PASSAGE GIVEN:
The first step to deploy this application to some faster cloud instances is to pack it as a Docker image and push it to Docker Hub, from where we can access it from cloud instances.

Build and Push images to Docker Hub

During the deployment with compose up, the application is packed as a Docker image which is then used to create the containers. We need to tag the built images and push them to Docker Hub.

 A simple way to do this is by setting the image property for services in the Compose file. Previously, we had only set the build property for our services, however we had no image defined. Docker Compose requires at least one of these properties to be defined in order to deploy the application.

We set the image property following the pattern <account>/<name>:<tag> where the tag is optional (default to ‘latest’). We take for example a Docker Hub account ID myhubuser and the application name gpudemo. Edit the compose file and set the image property for the two services as below:

docker-compose.yml

services:

 training:
   image: myhubuser/gpudemo
   build: backend
   command: python model.py
   volumes:
     - models:/checkpoints

 translator:
   image: myhubuser/gpudemo
   build: backend
   volumes:
     - models:/checkpoints
   ports:
     - 5000:5000

volumes:
 models:

To build the images run:

$ docker compose build
The new 'docker compose' command is currently experimental. To
provide feedback or request new features please open issues
 at https://github.com/docker/compose-cli
[+] Building 1.0s (10/10) FINISHED 
 => [internal] load build definition from Dockerfile
0.0s 
=> => transferring dockerfile: 206B
...
 => exporting to image
0.8s 
 => => exporting layers    
0.8s  
 => => writing image sha256:b53b564ee0f1986f6a9108b2df0d810f28bfb209
4743d8564f2667066acf3d1f
0.0s
 => => naming to docker.io/myhubuser/gpudemo

$ docker images | grep gpudemo
myhubuser/gpudemo  latest   b53b564ee0f1   2 minutes ago 
  5.83GB   

Notice the image has been named according to what we set in the Compose file.

Before pushing this image to Docker Hub, we need to make sure we are logged in. For this we run:

$ docker login
...
Login Succeeded

Push the image we built:

$ docker compose push
Pushing training (myhubuser/gpudemo:latest)...
The push refers to repository [docker.io/myhubuser/gpudemo]
c765bf51c513: Pushed
9ccf81c8f6e0: Layer already exists
...

YOUR OBJECTIVE:
Copy word for word the part of the Docker Hub walkthrough that opens with the words containing "During the deployment" and closes with "to Docker Hub.". Answer only from the Docker Hub walkthrough, not from the material.

DATA SHOWN:
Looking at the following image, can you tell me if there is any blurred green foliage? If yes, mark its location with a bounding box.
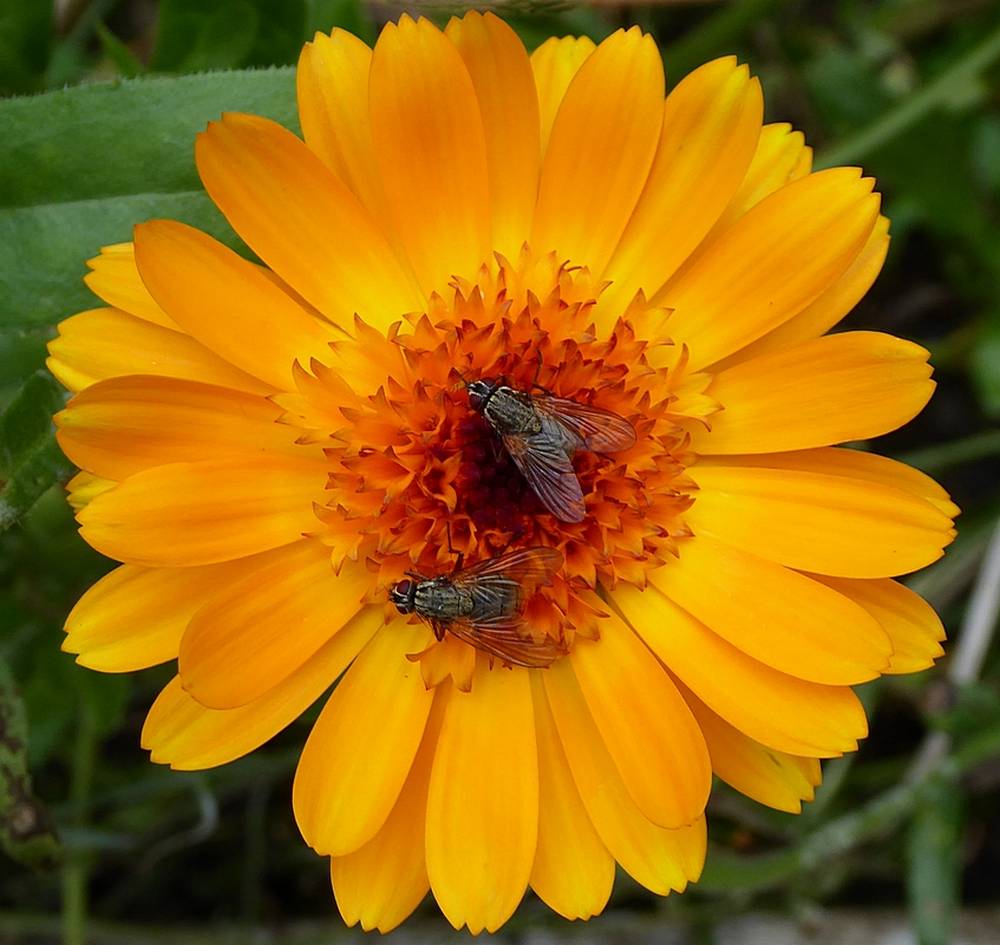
[0,0,1000,945]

ANSWER FOR THIS EXERCISE:
During the deployment with compose up, the application is packed as a Docker image which is then used to create the containers. We need to tag the built images and push them to Docker Hub.